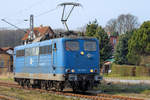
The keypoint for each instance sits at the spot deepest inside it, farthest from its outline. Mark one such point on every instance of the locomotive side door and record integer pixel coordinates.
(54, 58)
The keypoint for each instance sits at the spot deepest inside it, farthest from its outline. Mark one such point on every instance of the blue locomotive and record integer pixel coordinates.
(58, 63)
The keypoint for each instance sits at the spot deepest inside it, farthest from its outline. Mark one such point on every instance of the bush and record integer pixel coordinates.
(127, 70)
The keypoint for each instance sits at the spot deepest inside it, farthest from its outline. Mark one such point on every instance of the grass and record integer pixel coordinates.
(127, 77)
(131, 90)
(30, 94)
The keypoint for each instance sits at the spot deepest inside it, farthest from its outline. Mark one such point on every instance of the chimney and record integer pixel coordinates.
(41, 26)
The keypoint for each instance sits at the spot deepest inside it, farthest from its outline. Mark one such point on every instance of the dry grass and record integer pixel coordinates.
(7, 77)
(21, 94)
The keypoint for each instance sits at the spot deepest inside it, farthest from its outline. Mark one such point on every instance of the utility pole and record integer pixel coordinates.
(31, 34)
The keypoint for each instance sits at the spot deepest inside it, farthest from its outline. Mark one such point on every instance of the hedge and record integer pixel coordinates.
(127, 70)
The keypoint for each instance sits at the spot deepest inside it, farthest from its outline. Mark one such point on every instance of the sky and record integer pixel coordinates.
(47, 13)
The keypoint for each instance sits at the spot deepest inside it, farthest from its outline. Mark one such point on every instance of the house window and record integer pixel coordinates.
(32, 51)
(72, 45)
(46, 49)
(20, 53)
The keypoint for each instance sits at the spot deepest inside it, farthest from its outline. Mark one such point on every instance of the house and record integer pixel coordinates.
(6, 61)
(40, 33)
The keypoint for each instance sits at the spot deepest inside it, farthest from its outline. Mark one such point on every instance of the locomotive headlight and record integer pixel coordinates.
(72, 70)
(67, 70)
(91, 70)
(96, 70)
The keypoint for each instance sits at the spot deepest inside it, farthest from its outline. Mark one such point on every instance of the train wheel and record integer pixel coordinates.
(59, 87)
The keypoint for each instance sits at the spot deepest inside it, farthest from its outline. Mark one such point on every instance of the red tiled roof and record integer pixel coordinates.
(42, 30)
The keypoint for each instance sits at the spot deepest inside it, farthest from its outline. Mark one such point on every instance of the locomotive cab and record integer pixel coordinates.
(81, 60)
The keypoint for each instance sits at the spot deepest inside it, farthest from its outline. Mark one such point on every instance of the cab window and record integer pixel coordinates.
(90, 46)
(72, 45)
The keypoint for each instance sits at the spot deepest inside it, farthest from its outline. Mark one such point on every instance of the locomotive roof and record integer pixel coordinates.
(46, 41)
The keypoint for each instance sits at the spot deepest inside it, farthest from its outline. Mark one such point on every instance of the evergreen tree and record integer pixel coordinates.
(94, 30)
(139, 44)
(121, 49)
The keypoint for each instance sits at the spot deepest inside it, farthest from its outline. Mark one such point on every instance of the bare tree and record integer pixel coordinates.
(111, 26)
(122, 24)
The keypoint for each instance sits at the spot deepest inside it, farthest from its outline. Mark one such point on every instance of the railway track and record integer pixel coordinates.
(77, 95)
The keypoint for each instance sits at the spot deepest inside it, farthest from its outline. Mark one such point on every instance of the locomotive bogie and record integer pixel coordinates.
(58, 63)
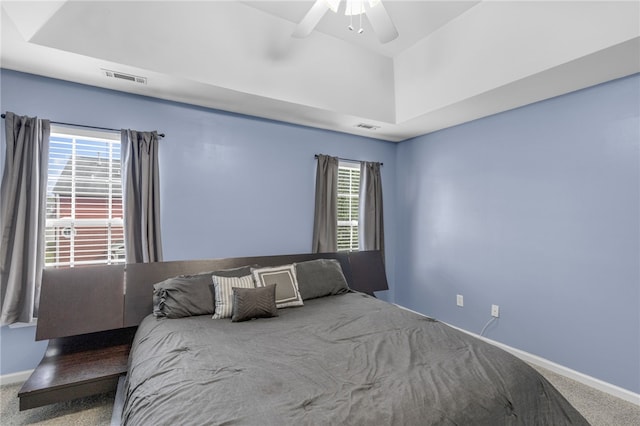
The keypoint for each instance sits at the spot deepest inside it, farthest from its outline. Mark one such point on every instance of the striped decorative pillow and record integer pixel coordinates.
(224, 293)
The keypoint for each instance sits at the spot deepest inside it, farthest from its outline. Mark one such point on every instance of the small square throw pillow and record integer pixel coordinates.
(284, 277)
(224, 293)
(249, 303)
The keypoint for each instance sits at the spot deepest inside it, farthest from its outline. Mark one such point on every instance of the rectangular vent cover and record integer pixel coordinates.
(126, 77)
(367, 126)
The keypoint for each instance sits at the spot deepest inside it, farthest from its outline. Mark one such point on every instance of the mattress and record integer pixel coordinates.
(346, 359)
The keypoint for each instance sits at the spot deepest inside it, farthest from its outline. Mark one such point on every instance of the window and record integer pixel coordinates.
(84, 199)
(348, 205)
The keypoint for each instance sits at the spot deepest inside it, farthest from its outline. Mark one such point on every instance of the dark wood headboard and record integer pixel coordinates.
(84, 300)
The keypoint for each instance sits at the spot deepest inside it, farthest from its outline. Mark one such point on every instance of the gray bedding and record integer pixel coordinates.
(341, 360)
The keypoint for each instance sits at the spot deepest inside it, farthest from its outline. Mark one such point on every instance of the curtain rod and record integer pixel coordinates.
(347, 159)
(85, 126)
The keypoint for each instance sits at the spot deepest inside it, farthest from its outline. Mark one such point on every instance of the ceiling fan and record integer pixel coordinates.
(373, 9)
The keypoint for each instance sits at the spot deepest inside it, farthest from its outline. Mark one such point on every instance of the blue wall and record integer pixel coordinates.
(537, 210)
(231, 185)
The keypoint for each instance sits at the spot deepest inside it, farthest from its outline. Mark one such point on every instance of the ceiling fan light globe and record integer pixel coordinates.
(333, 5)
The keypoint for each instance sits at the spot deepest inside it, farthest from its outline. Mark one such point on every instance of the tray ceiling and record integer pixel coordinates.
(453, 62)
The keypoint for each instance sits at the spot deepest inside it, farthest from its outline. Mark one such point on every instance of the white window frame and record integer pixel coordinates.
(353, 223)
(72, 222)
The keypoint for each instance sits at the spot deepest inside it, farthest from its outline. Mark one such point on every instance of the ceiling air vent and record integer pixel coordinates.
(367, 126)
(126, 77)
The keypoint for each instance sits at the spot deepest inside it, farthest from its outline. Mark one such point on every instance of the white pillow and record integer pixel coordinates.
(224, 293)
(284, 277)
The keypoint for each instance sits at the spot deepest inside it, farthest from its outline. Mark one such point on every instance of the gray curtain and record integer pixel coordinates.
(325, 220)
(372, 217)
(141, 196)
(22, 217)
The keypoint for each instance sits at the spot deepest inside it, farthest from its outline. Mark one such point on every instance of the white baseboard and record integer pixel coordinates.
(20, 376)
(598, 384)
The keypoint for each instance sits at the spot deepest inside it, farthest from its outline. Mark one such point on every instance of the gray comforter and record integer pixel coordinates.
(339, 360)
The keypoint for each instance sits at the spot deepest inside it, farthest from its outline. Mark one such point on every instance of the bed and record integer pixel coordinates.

■ ■ ■ ■ ■ ■ ■

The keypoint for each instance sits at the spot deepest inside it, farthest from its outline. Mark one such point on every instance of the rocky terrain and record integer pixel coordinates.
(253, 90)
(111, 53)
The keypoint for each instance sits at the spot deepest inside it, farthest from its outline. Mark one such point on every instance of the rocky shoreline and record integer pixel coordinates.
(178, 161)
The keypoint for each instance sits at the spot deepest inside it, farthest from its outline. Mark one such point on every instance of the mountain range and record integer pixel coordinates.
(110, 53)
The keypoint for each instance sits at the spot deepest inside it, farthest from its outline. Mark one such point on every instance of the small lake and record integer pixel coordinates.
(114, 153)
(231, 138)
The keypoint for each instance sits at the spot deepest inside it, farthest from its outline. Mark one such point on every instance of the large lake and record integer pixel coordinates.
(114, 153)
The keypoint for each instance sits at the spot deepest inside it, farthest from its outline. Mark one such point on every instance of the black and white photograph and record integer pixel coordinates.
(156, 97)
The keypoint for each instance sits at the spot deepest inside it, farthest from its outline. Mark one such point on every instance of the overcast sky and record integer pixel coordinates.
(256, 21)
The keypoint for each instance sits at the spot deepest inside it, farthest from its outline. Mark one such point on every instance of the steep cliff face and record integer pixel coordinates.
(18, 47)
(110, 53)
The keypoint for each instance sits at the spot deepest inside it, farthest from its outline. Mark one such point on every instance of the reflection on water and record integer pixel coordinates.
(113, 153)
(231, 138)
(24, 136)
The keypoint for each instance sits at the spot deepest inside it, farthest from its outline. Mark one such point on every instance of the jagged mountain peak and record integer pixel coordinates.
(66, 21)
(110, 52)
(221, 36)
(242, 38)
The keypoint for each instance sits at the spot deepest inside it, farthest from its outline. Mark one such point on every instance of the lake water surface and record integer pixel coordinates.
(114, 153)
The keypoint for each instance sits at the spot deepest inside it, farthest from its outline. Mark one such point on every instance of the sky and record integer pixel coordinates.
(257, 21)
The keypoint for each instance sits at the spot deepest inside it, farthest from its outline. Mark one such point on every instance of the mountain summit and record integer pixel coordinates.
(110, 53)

■ ■ ■ ■ ■ ■ ■

▸ **DIRECTIONS FOR THIS TASK**:
Within the listing above, the range opens at the line with "baseboard and record integer pixel coordinates." and closes at the line with "bed and record integer pixel coordinates.". Reproduce exactly the lines of that range, including both ends.

▸ **RESPONSE TO THIS TASK**:
The keypoint for each instance sits at the spot deepest inside it, farthest from its outline. Mark one such point on every instance of the white baseboard and record integer pixel coordinates.
(20, 376)
(598, 384)
The keypoint for each instance sits at the spot deepest inside it, farthest from its outline. Mark one such point on every instance of the gray comforter and record integer pixel coordinates.
(339, 360)
The keypoint for each instance sits at the spot deepest inside it, farthest from its outline. Mark one such point on every instance of the bed and record integer pixel coordinates.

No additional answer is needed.